*Passage to read:*

Radio shadow areas between transmitting stations can be covered by deploying UAVs having radio rebroadcast equipment. This will be particularly effective over wilderness, remote areas where either a plane has crashed or where a disaster has struck. The range of existing transmitters too can be enhanced by temporarily deploying such equipment mounted on a UAV.
When disaster strikes, usually all means of access, sustenance and recovery are devastated. It is a known fact that the maximum lives can be saved in the initial hours after a disaster. This is where UAVs can be really effective in restoring communication, assessing damage by sending photographs of the affected areas and flying in small succor and emergency supplies apart from establishing temporary links with the struggling areas as disaster relief forces rush in.

*Material shown:*
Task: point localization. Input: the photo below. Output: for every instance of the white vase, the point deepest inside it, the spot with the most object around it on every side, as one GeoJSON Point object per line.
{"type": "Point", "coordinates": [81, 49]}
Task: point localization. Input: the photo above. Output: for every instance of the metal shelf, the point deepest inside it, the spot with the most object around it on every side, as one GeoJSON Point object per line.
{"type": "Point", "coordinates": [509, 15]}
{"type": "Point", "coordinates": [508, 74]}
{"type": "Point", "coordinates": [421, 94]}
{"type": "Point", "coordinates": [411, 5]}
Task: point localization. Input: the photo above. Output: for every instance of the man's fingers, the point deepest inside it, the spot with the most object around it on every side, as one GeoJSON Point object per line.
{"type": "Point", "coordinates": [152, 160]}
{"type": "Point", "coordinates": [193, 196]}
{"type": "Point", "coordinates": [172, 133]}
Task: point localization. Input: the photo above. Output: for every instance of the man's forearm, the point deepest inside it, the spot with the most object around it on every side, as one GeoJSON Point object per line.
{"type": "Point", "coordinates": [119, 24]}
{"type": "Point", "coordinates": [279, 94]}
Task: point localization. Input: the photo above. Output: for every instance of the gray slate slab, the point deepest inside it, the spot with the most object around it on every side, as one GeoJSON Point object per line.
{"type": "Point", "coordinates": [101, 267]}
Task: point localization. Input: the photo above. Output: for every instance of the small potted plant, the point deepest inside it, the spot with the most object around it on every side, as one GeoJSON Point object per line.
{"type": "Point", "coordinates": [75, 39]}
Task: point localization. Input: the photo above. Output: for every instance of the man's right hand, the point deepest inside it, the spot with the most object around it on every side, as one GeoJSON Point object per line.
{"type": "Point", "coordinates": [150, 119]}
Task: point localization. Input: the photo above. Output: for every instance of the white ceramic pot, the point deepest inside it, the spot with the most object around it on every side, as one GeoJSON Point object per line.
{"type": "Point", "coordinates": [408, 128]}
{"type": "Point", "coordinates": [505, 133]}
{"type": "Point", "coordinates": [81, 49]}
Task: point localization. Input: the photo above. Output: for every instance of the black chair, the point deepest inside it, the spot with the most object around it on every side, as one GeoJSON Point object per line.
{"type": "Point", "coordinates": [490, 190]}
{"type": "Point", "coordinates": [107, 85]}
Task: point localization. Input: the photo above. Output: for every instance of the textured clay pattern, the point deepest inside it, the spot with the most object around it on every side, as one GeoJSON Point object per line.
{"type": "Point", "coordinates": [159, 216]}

*Work instructions:*
**1)** In the text on UAVs for communication and disaster relief, during what period after a disaster can the most lives be saved?
**2)** Write the next paragraph of the text on UAVs for communication and disaster relief, continuing from its final sentence.

*Answers to the problems:*
**1)** In the initial hours after a disaster.

**2)**
Harbor management is a tricky aspect. This is so because unlike an Air Traffic Control tower that only has to keep alert and monitor aircraft flying in and out of the designated funnel so created, a harbour has boats and ships coming in at all times and from all directions. As a result, it is quite common to learn that small boats and trawlers keep colliding with each other. This problem can be mitigated to quite an extent if the Captain of the Port or the Harbour Master is provided with live feed obtained from the loitering UAVs both at day and at night. This will be very useful in foggy conditions if thermal cameras are mounted on UAVs. It will prevent loss of assets, lives and blockage of the limited harbour channels by preventing accidents.
A UAV can also be exploited by unscrupulous elements to cause damage to the society. Hence, there is a need to regulate the acquisition and usage of UAVs through a regulatory framework without crippling this asset.The policy framework can be the same as for private jets promulgated by Directorate General of Civil Aviation (DGCA) for the metro cities, sensitive installations and vulnerable areas such as airports, etc. For Tier-II and -III cities, rules need to be framed based on the damage potential an unscrupulous elent can command with a UAV. The nodal agency for this will be DGCA in consultation with the Indian Air Force base in the area. Where no air base exists, the nearest base of the Indian Army would have to be involved. For hinterland areas in the, the police would have to be involved.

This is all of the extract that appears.